Requirement | Write out every line of the records below word for word, leaving out the pictures.

Materials provided |
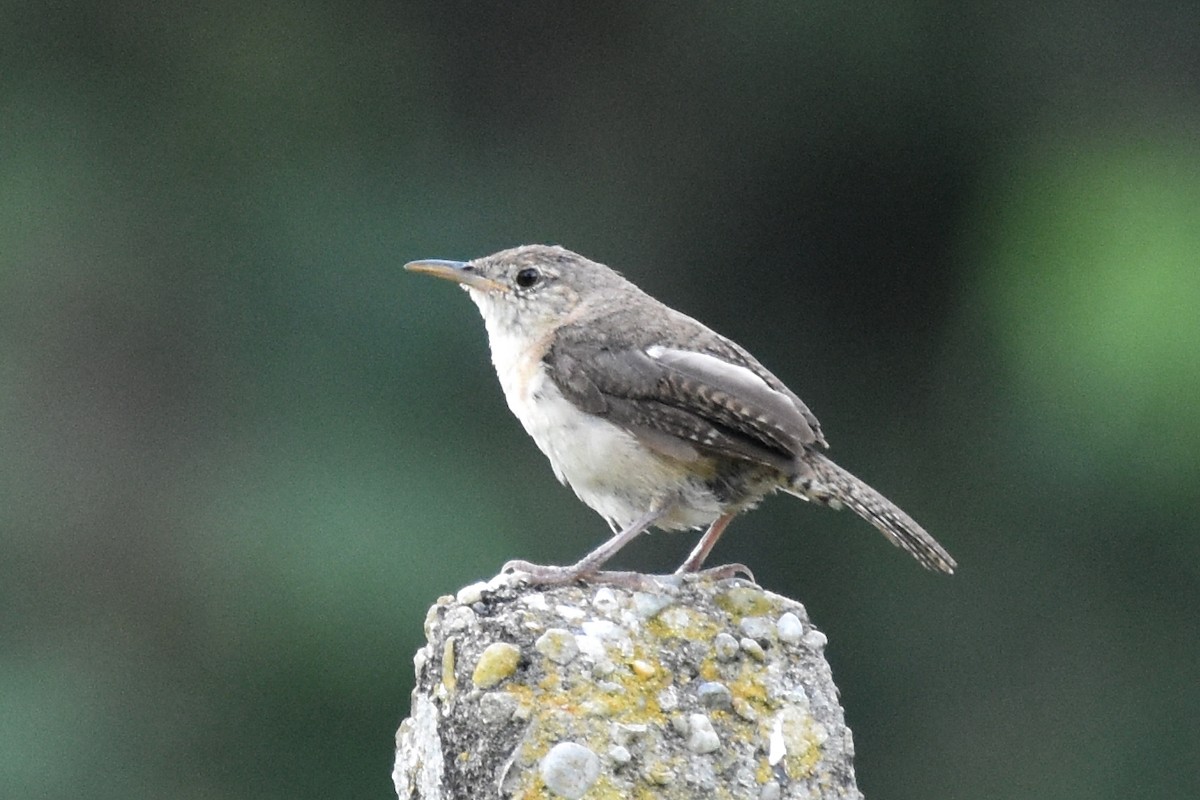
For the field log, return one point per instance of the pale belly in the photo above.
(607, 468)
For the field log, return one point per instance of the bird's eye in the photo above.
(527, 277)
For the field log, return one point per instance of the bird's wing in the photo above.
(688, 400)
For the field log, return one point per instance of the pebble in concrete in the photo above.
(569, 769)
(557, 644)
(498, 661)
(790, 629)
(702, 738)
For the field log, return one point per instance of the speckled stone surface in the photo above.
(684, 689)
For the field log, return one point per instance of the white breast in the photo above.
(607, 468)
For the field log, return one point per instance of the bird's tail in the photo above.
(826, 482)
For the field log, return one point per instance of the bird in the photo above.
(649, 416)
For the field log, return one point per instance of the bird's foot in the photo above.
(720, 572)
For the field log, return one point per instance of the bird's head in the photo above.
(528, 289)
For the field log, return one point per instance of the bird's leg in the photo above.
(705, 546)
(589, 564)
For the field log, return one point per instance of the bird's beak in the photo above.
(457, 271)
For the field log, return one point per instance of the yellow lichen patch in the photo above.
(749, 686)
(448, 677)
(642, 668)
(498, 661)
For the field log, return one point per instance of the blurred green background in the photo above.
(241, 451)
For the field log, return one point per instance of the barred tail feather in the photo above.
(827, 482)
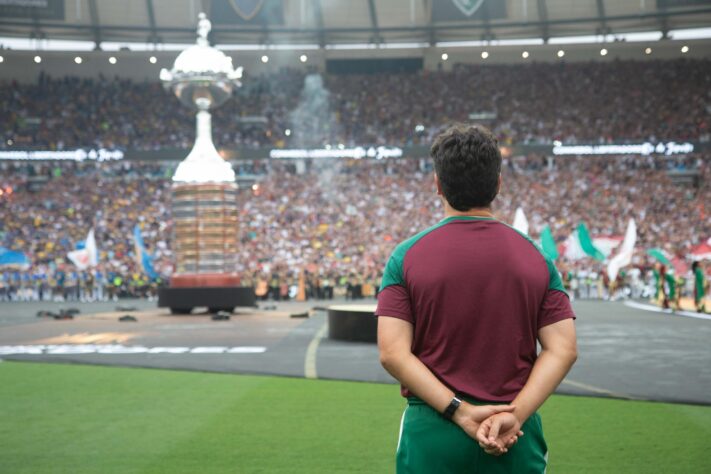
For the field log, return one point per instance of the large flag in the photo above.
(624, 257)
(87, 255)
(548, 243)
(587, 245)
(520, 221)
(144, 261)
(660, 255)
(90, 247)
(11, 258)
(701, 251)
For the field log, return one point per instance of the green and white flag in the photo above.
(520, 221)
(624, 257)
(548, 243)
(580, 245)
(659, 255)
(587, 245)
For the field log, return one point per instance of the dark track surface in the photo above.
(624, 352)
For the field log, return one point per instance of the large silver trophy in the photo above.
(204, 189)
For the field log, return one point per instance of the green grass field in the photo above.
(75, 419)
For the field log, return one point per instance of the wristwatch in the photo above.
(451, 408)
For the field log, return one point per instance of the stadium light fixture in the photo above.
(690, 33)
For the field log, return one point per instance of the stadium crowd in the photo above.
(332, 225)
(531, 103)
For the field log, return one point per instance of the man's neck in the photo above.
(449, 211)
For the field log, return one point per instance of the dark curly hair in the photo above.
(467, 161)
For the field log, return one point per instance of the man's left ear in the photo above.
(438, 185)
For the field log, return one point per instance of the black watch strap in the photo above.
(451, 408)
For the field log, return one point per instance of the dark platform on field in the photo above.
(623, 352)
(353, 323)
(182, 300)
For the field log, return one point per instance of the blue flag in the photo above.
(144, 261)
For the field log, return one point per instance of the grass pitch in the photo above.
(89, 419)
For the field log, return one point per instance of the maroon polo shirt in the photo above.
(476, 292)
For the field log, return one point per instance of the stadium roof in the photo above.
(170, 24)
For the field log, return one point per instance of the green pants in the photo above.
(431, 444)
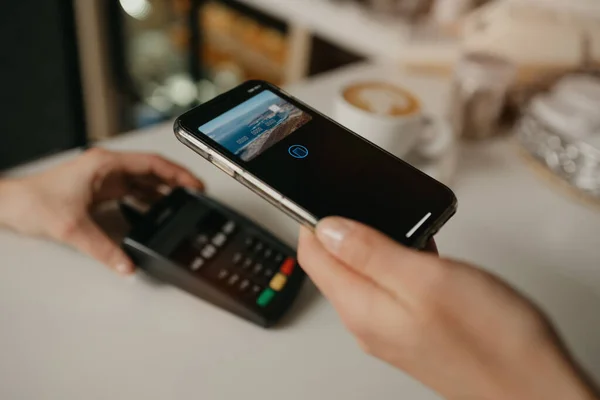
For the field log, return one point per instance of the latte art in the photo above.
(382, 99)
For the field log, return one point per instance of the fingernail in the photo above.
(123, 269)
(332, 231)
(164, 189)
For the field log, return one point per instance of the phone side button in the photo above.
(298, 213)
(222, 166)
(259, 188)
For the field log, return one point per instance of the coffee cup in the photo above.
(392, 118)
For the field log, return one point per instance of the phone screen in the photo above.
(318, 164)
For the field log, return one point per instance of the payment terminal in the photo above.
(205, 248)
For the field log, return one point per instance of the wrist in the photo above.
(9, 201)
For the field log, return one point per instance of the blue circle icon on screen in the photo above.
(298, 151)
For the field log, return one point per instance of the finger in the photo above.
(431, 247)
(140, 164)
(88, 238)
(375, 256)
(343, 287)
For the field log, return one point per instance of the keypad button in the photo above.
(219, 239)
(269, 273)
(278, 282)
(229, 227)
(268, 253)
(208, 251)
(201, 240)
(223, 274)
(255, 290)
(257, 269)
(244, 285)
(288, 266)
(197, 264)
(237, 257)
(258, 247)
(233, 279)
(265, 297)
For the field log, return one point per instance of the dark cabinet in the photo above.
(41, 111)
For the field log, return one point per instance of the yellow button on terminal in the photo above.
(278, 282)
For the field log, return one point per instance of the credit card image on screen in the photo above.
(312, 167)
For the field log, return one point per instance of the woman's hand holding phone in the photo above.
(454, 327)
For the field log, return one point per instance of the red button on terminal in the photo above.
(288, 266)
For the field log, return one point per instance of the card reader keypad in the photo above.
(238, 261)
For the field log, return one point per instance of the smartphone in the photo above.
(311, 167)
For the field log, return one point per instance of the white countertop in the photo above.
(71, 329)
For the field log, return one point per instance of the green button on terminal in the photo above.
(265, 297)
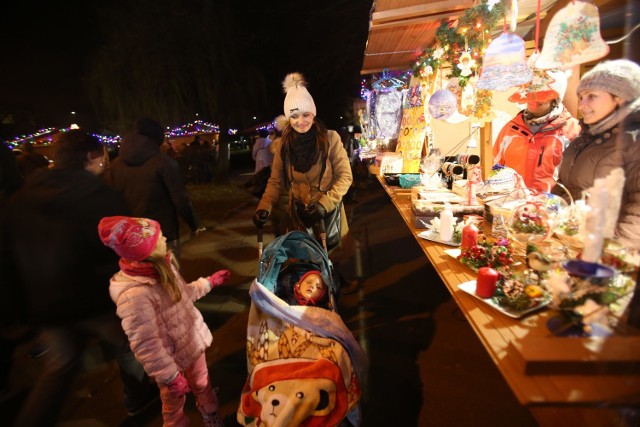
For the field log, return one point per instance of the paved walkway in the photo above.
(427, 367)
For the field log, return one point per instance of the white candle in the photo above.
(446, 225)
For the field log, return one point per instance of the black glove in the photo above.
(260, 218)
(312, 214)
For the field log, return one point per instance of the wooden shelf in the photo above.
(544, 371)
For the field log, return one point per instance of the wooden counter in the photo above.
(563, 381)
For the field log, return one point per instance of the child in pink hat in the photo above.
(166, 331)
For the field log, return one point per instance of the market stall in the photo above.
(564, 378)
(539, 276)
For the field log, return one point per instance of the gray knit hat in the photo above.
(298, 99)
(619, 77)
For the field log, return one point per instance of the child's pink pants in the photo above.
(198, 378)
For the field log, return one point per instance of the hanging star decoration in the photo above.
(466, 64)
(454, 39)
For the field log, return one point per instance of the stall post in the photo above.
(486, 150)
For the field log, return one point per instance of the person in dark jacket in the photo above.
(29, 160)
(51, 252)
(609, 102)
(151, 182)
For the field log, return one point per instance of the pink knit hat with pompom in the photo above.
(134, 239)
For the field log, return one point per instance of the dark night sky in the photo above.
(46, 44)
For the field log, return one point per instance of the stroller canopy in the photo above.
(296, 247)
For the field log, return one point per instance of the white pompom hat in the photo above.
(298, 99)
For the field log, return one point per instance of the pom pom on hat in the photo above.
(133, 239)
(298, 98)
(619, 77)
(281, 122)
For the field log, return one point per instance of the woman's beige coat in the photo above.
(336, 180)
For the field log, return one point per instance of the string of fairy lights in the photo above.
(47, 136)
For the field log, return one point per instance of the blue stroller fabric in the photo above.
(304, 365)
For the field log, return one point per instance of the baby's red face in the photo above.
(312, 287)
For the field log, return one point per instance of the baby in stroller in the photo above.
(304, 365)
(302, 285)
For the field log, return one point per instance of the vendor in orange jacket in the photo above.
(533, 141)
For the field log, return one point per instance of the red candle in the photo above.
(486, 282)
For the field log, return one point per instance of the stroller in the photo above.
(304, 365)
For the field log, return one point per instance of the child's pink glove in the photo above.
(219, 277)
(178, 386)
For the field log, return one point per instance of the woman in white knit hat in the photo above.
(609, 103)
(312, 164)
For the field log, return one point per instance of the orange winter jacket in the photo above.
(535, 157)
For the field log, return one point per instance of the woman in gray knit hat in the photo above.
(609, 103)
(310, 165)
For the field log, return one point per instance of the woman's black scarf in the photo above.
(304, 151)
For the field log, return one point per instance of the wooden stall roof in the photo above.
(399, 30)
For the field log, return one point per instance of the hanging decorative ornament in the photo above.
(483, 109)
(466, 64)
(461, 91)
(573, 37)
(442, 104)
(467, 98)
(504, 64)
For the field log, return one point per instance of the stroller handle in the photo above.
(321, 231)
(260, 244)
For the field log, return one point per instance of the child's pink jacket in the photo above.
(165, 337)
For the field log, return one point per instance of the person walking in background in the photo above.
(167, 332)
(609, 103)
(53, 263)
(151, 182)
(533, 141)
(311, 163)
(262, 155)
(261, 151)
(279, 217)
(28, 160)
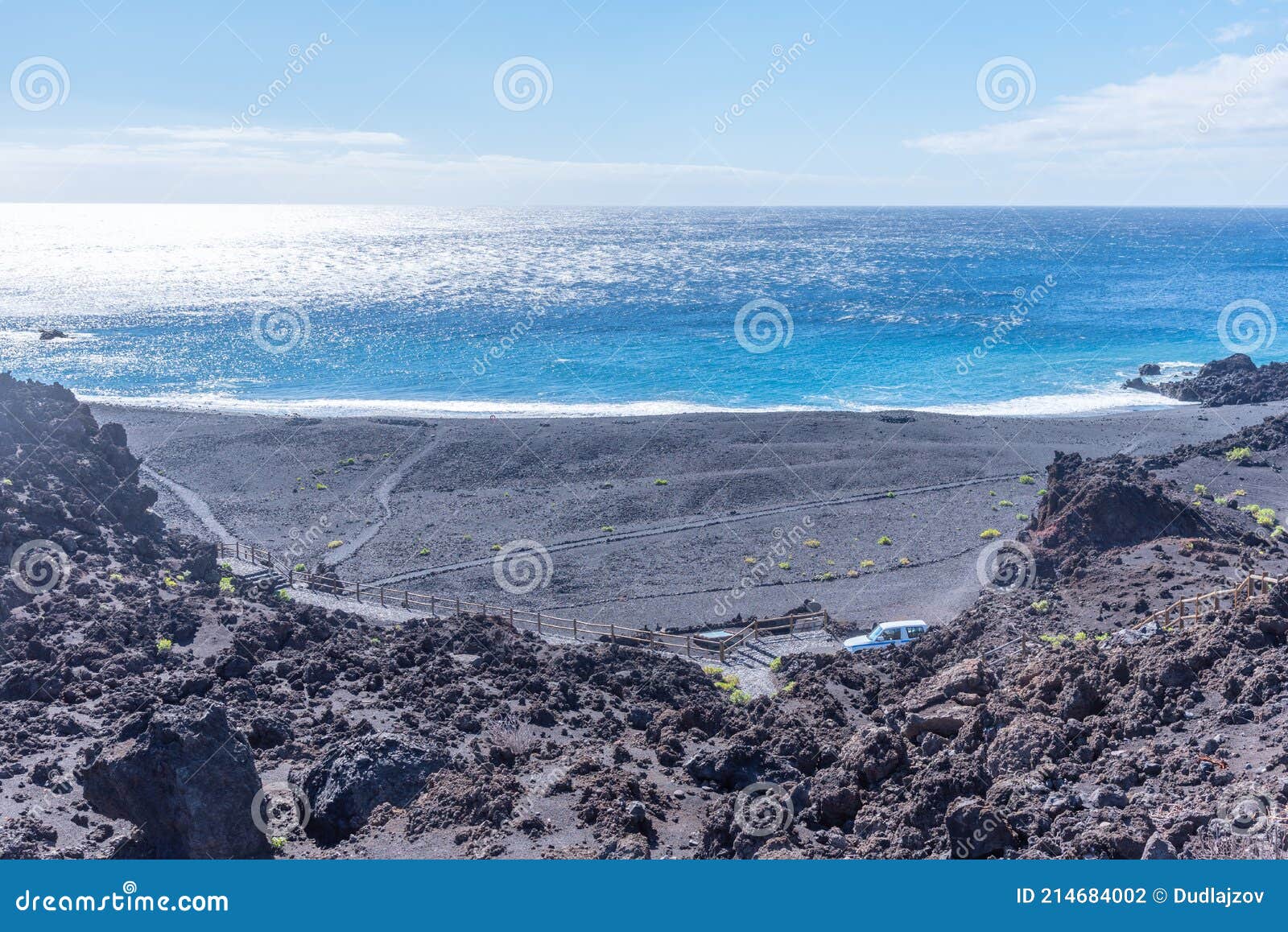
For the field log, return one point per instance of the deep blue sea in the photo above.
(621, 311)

The result |
For the field log, return one point per instance of the pale belly in the photo above.
(607, 468)
For the field log, return one point per instance of the bird's eye in the photo above.
(527, 277)
For the field log, return one point per instance of the bird's wing in the photo above.
(688, 400)
For the field log, return one point per instance of the pebble in concrete in the photo above.
(569, 769)
(557, 644)
(498, 661)
(790, 629)
(702, 738)
For the field log, return one point per instance of the speckled stone surface in the photo above.
(684, 689)
For the field log, return one point per instance of the white breast in the photo above.
(607, 468)
For the field log, return one point per instance of the bird's tail in the photo above.
(826, 482)
For the field log, return one point per instance of the bird in the photo above.
(649, 416)
For the field log, return one point per instance of the bird's foot in the photo above.
(720, 572)
For the field log, return one point per instance of the bird's head in the photo above.
(528, 289)
For the field log, return one point per instance of the bird's leg in the photo above.
(705, 546)
(589, 564)
For the field log, return one point per instance of the bird's beak in the photo above.
(457, 271)
For the field log, return one point per instance of the yellow lichen patch in the photo above.
(749, 686)
(448, 677)
(642, 668)
(498, 661)
For the field log, return one point per instance of the blurred green background in the photo above.
(241, 451)
For the field log, return one point per instance of the barred tail feather in the photo above.
(827, 482)
For the field log, return one point per instance of the large flag in the photo above.
(624, 257)
(87, 255)
(548, 243)
(587, 245)
(520, 221)
(144, 261)
(660, 255)
(90, 247)
(11, 258)
(701, 251)
For the field log, return one point per instance of the green and white flag in the photo above.
(520, 221)
(624, 257)
(548, 243)
(580, 245)
(659, 255)
(587, 245)
For the field log, return one point per instance of the dark track surface in the photo above.
(624, 352)
For the field log, return one point per instance of the large silver trophy in the photo above.
(204, 189)
For the field log, return one point per instance of the green grass field in the photo above.
(75, 419)
For the field log, return one point per instance of the wristwatch in the photo above.
(451, 408)
For the field log, return one point per instance of the stadium light fixture in the photo above.
(690, 33)
For the field log, return one point per instance of the stadium crowd in the photo above.
(332, 225)
(531, 103)
For the field log, return one point per instance of the man's neck in the photo above.
(449, 211)
For the field log, return one point per instance of the dark curly hair in the photo above.
(467, 161)
For the field log, return one point per instance of the man's left ear in the photo above.
(438, 185)
For the field log, return one point per instance of the black watch strap in the photo above.
(451, 408)
For the field log, return one point per instance of the dark platform on field in the photo above.
(623, 352)
(353, 323)
(182, 300)
For the field log, return one point per instance of the blue flag in the photo above.
(144, 261)
For the field log, return one point per instance of the grass pitch in the photo above.
(89, 419)
For the field log, return one point per instance of the maroon polo shirt in the photo above.
(476, 292)
For the field log, return one point per instance of the stadium roof in the photo above.
(170, 24)
For the field log, return one point per instance of the green pants in the photo above.
(431, 444)
For the field log, return one point per instance of the latte art in the photo above.
(382, 99)
For the field log, return one point per instance of the fingernail in the photo above.
(123, 269)
(332, 231)
(164, 189)
For the field log, return one point per instance of the phone side button in the photo above.
(298, 213)
(222, 166)
(259, 188)
For the field log, return one point per instance of the coffee cup in the photo above.
(392, 118)
For the field log, return one point per instance of the phone screen in the photo above.
(318, 164)
For the field log, return one point per instance of the payment terminal in the photo above.
(205, 248)
For the field log, return one point per instance of the wrist in the photo above.
(9, 201)
For the field log, return one point per instance of the blue circle icon on screen in the photo above.
(298, 151)
For the field log, return one point per instance of the finger in the photo above.
(431, 247)
(140, 164)
(88, 238)
(375, 256)
(343, 287)
For the field log, return one point per instance of the keypad button in the photo above.
(219, 239)
(269, 273)
(278, 282)
(229, 227)
(268, 253)
(208, 251)
(201, 240)
(223, 274)
(255, 290)
(257, 269)
(244, 285)
(288, 266)
(197, 264)
(237, 257)
(258, 247)
(233, 279)
(265, 297)
For the field log, return one point per instance of the dark cabinet in the photo above.
(41, 111)
For the field log, return one point per instance of the yellow button on terminal in the photo above.
(278, 282)
For the field log, return one point per instance of the credit card image on screen in the photo above.
(312, 167)
For the field log, return one point per instance of the woman's hand holding phone in the photo above.
(454, 327)
For the field log, return one point per instance of the red button on terminal in the photo above.
(288, 266)
For the field log, return one point per instance of the card reader keypad in the photo above.
(238, 261)
For the field log, return one point per instance of the smartphone in the photo above.
(311, 167)
For the field log, return one point per instance of the white countertop in the photo above.
(71, 329)
For the field log, return one point per instance of the green button on terminal in the photo above.
(265, 297)
For the field log, return one point per instance of the paved walkway in the photo above.
(427, 367)
For the field log, return one point per instance of the white candle in the photo above.
(446, 225)
For the field log, return one point per instance of the black glove in the photo above.
(260, 218)
(312, 214)
For the field log, return one point per instance of the wooden shelf in the photo above.
(544, 371)
For the field log, return one point per instance of the wooden counter in the photo above.
(563, 381)
For the field log, return one point per instance of the child in pink hat in the photo above.
(166, 331)
For the field log, return one point per instance of the market stall in the photo above.
(564, 378)
(539, 276)
For the field log, return one point per instance of the gray knit hat in the photo above.
(298, 99)
(619, 77)
For the field log, return one point per instance of the child's pink pants in the photo above.
(198, 378)
For the field log, return one point per instance of the hanging star decoration in the photo above.
(466, 64)
(454, 39)
For the field log, return one point per instance of the stall post in the photo above.
(486, 150)
For the field log, return one point per instance of the person in dark jacket in the photo above.
(29, 160)
(51, 252)
(609, 102)
(151, 182)
For the field log, return one point per instance of the pink knit hat with pompom in the photo above.
(134, 239)
For the field log, return one point per instance of the dark night sky in the photo above.
(46, 44)
For the field log, return one point per instance of the stroller canopy in the photo above.
(296, 247)
For the field log, return one point per instance of the white pompom hat in the photo above.
(298, 99)
For the field log, return one point per instance of the pom pom on hat in the photo above.
(133, 239)
(298, 98)
(619, 77)
(281, 122)
For the field log, return one point per instance of the woman's beige coat in the photo above.
(336, 180)
For the field log, return one point per instance of the string of fairy lights in the photo above.
(47, 136)
For the field log, return one point per instance of the blue stroller fabric in the photo above.
(304, 365)
For the field log, return one point per instance of the baby's red face in the photo above.
(312, 287)
For the field log, return one point per instance of the baby in stroller in the photo above.
(304, 365)
(302, 285)
For the field log, return one point per instance of the vendor in orange jacket in the photo above.
(533, 141)
For the field log, return one point per instance of the red candle in the photo above.
(486, 282)
For the field log, return one point per instance of the stroller in the photo above.
(304, 365)
For the field log, return one point per instance of the child's pink glove in the photo above.
(219, 277)
(178, 386)
For the field log, return one point per instance of the woman in white knit hat in the photo above.
(609, 103)
(312, 164)
For the field log, return one point per instance of the orange winter jacket in the photo above.
(535, 157)
For the field log, return one point per instance of the woman in gray knit hat in the photo above.
(609, 103)
(310, 165)
For the field log, return one point per instance of the woman's black scarf in the photo above.
(304, 151)
For the field log, return one point per instance of the wooden stall roof in the photo above.
(399, 30)
For the field log, return one point per instance of the hanging decorative ornament in the photo above.
(483, 109)
(466, 64)
(461, 91)
(573, 37)
(442, 104)
(467, 98)
(504, 64)
For the field log, return one point per instance of the stroller handle in the photo above.
(321, 231)
(260, 244)
For the field log, return one point per instance of the child's pink jacket in the photo above.
(165, 337)
For the field log, return one point per instance of the person walking in background in the photo above.
(167, 332)
(609, 103)
(53, 263)
(151, 182)
(533, 141)
(311, 163)
(262, 155)
(261, 151)
(279, 217)
(28, 160)
For the field log, return one point per instance of the deep blue sea in the photo above.
(621, 311)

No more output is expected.